** Excerpted text follows **

NSX upgrade rollback from 4.1.0 to 3.2.1 fails at step2_restore_data with error "failed at task run_db_restore"
search cancel

NSX upgrade rollback from 4.1.0 to 3.2.1 fails at step2_restore_data with error "failed at task run_db_restore"

book

Article ID: 322635

calendar_today

Updated On:

Products

VMware NSX

Issue/Introduction

Symptoms:

  • You have upgraded NSX-T from 3.2.1.x to NSX 4.1.0 and need to rollback the Management Plane upgrade.
  • Executing step 2 of the rollback fails with the below error:
nsx-manager> node-rollback run-step step2_restore_data
This will restore data-store to a snapshot taken at the beginning of upgrade.
- Run this command only on one of the Manager nodes.
- Please make sure that step1_start_rollback step is successful on all nodes of cluster before starting this step.
- After this step, run step3_exit_rollback on all the nodes to continue the rollback.

Do you want to continue? (yes/no): yes
<date/time> - Running node_version_check
<date/time> - Node version checks passed.

<date/time> - Running restore_ready_check
<date/time> - Node restore ready checks passed.

<date/time> - Start running step step2_restore_data
<date/time> - Running "run_db_restore" (task 1 of 1)
<date/time> - Step step2_restore_data failed at task run_db_restore.

** End of Excerpted text **

Work order 1 = In the NSX rollback article, rewrite the passage starting with "- Run this command" and going on through "at task run_db_restore.", changing "node_version_check" to "node_status_check".
Work order 2 = In the NSX rollback article, at which task does step2_restore_data fail?

** Data follows **

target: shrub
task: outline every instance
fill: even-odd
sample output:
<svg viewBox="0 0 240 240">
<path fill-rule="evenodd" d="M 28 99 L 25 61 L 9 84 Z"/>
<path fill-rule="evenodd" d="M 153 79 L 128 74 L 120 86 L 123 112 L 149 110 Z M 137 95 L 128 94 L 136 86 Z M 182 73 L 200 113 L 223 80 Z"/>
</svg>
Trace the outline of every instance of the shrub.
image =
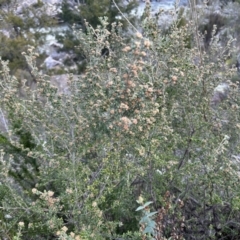
<svg viewBox="0 0 240 240">
<path fill-rule="evenodd" d="M 69 76 L 71 94 L 57 93 L 29 48 L 24 56 L 38 87 L 19 99 L 18 80 L 1 60 L 1 108 L 11 123 L 0 165 L 6 239 L 139 239 L 139 195 L 156 210 L 180 201 L 185 239 L 237 238 L 239 94 L 224 65 L 231 51 L 215 38 L 208 54 L 199 42 L 189 48 L 194 22 L 163 34 L 147 11 L 145 32 L 130 41 L 121 24 L 109 31 L 106 18 L 74 32 L 87 66 Z M 229 97 L 213 108 L 222 82 Z M 10 174 L 17 171 L 29 187 Z M 180 219 L 172 206 L 164 212 L 166 238 Z"/>
</svg>

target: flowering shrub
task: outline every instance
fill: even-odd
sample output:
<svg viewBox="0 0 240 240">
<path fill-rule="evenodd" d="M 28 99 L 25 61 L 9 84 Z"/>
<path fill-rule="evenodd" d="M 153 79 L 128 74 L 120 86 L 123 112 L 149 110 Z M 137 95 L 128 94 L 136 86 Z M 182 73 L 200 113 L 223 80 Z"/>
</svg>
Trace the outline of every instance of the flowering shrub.
<svg viewBox="0 0 240 240">
<path fill-rule="evenodd" d="M 69 75 L 70 94 L 38 71 L 30 47 L 23 54 L 37 88 L 23 87 L 19 98 L 24 80 L 1 60 L 1 108 L 10 122 L 0 141 L 5 239 L 139 239 L 135 199 L 158 210 L 167 191 L 173 204 L 184 203 L 185 239 L 237 237 L 239 94 L 235 70 L 224 64 L 231 40 L 221 48 L 213 38 L 206 53 L 194 22 L 163 33 L 149 11 L 143 33 L 130 40 L 121 25 L 109 31 L 106 18 L 74 32 L 88 63 L 78 78 Z M 229 97 L 213 107 L 222 82 Z M 174 208 L 166 214 L 161 229 L 179 219 Z"/>
</svg>

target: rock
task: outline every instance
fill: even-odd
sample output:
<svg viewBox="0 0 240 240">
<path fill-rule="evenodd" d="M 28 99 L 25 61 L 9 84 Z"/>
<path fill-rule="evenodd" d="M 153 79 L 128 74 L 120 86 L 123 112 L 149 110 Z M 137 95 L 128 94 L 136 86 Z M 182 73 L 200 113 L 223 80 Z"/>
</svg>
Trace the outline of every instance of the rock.
<svg viewBox="0 0 240 240">
<path fill-rule="evenodd" d="M 53 86 L 57 87 L 59 94 L 70 94 L 68 80 L 70 76 L 68 74 L 53 75 L 50 77 L 50 82 Z M 77 80 L 78 75 L 73 75 L 73 79 Z"/>
</svg>

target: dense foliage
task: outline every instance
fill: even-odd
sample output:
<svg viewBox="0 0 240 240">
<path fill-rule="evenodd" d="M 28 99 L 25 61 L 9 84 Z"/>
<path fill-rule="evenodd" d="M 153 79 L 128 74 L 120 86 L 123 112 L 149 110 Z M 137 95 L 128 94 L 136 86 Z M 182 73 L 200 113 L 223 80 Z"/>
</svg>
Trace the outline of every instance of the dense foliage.
<svg viewBox="0 0 240 240">
<path fill-rule="evenodd" d="M 204 51 L 196 22 L 163 32 L 159 17 L 147 4 L 131 40 L 107 18 L 75 30 L 87 67 L 69 94 L 40 73 L 34 47 L 23 53 L 34 90 L 1 59 L 3 239 L 239 239 L 233 39 Z M 213 101 L 223 82 L 228 97 Z"/>
</svg>

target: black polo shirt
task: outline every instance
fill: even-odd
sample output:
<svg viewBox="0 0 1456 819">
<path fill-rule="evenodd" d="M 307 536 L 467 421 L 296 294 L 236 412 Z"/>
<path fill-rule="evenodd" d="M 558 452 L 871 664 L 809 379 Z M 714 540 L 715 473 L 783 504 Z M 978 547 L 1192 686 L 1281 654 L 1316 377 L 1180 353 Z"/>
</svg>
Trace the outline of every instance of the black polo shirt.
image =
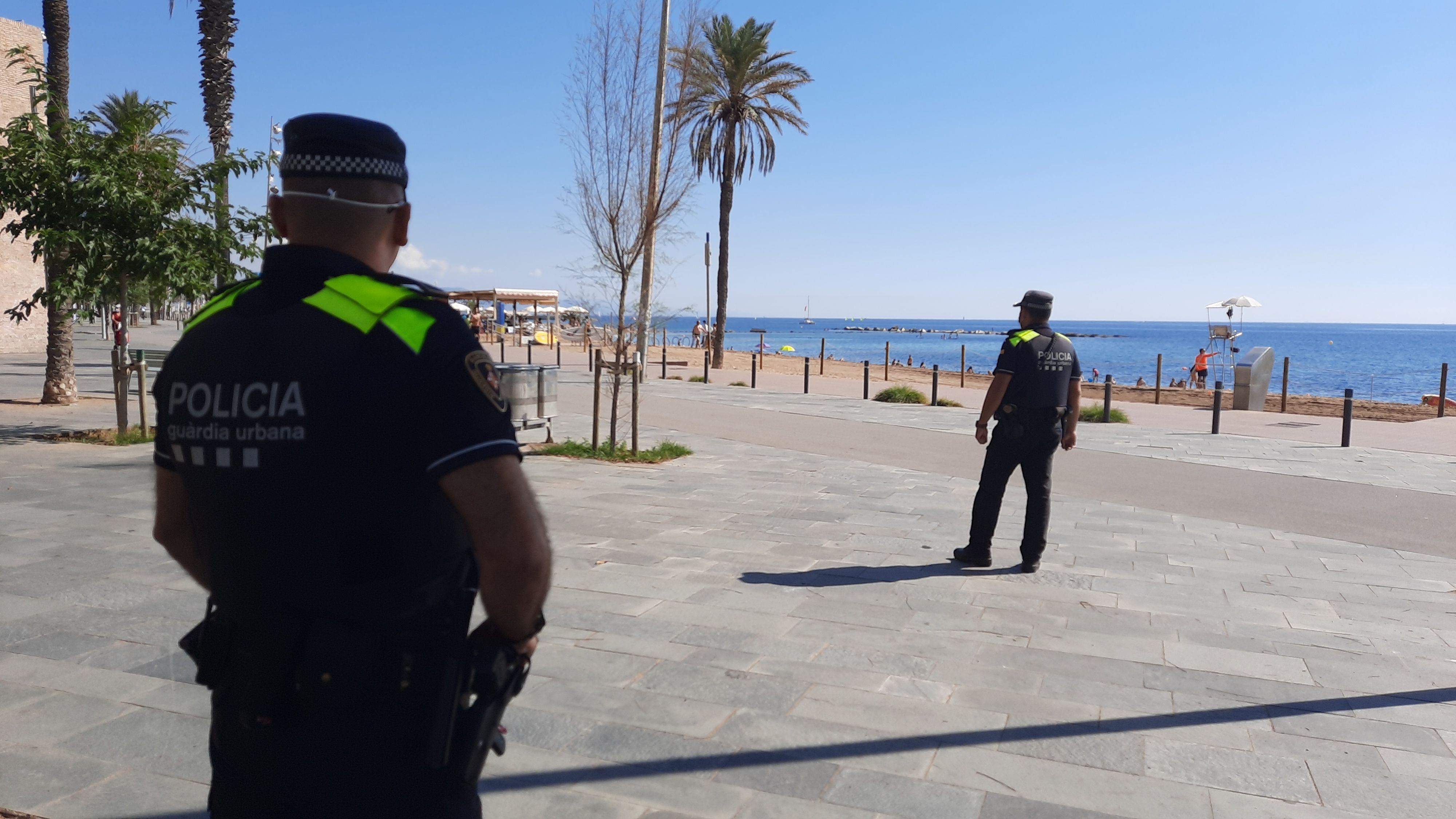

** End of Data **

Answer space 1 =
- Run this command only on one of the Manager nodes.
- Please make sure that step1_start_rollback step is successful on all nodes of cluster before starting this step.
- After this step, run step3_exit_rollback on all the nodes to continue the rollback.

Do you want to continue? (yes/no): yes
<date/time> - Running node_status_check
<date/time> - Node version checks passed.

<date/time> - Running restore_ready_check
<date/time> - Node restore ready checks passed.

<date/time> - Start running step step2_restore_data
<date/time> - Running "run_db_restore" (task 1 of 1)
<date/time> - Step step2_restore_data failed at task run_db_restore.

Answer space 2 = run_db_restore